> _Stated task_: Reproduce every line of the records below, requests included, and offset each coordinate in the answers by adding 94 to both numbers.

## Begin Given information

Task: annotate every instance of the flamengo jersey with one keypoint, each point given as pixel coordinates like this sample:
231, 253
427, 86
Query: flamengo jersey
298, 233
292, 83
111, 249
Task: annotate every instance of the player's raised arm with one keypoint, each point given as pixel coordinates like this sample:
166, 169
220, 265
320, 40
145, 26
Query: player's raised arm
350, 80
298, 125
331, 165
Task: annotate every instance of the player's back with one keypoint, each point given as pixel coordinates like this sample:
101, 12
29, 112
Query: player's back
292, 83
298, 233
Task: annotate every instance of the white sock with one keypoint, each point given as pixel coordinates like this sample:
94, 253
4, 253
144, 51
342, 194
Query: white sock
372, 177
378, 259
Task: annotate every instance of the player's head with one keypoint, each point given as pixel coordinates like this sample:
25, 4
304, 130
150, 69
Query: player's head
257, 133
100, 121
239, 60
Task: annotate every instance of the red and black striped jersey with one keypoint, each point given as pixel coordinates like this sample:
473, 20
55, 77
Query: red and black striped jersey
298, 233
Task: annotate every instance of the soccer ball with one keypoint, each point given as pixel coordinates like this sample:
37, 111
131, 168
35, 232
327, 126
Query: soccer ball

## End Given information

> _Full solution_:
Task: annotate every instance of the flamengo jersey with one keypoint, each point given as pixel coordinates like this sample:
231, 253
427, 86
Query: flamengo jersey
392, 327
386, 177
205, 343
Task: annotate every instance of the player's raised arm with one keypoint, each point given as pixel coordinates like this sample:
166, 169
220, 265
320, 40
145, 26
Query: player's raised arm
444, 174
392, 219
425, 259
Task: annotate every instance of the player's back with one keypoint, each point given as pixel coordinates like this sample:
101, 12
29, 112
Query: player's back
386, 177
392, 327
Task: annotate every instance of the white sock with one keypoint, each point given as pixel coordinates like this sample:
94, 253
4, 253
144, 51
342, 194
Query: white sock
466, 271
472, 353
Task: annotate every instance of the player's head with one keypoint, each point given as pixel coordinates like this sample:
25, 4
304, 130
150, 69
Query: player's head
351, 227
194, 215
333, 154
Task: annotate every instance of the red and black striped jersey with one keypoint, each point given as pixel coordinates like this sample:
473, 20
55, 77
Query: red and black striped jersey
392, 327
Task: annotate every instance of the soccer ball with one keypoint, each point given as pixel coordinates like this sample:
37, 111
131, 168
35, 232
327, 126
Query: soccer ball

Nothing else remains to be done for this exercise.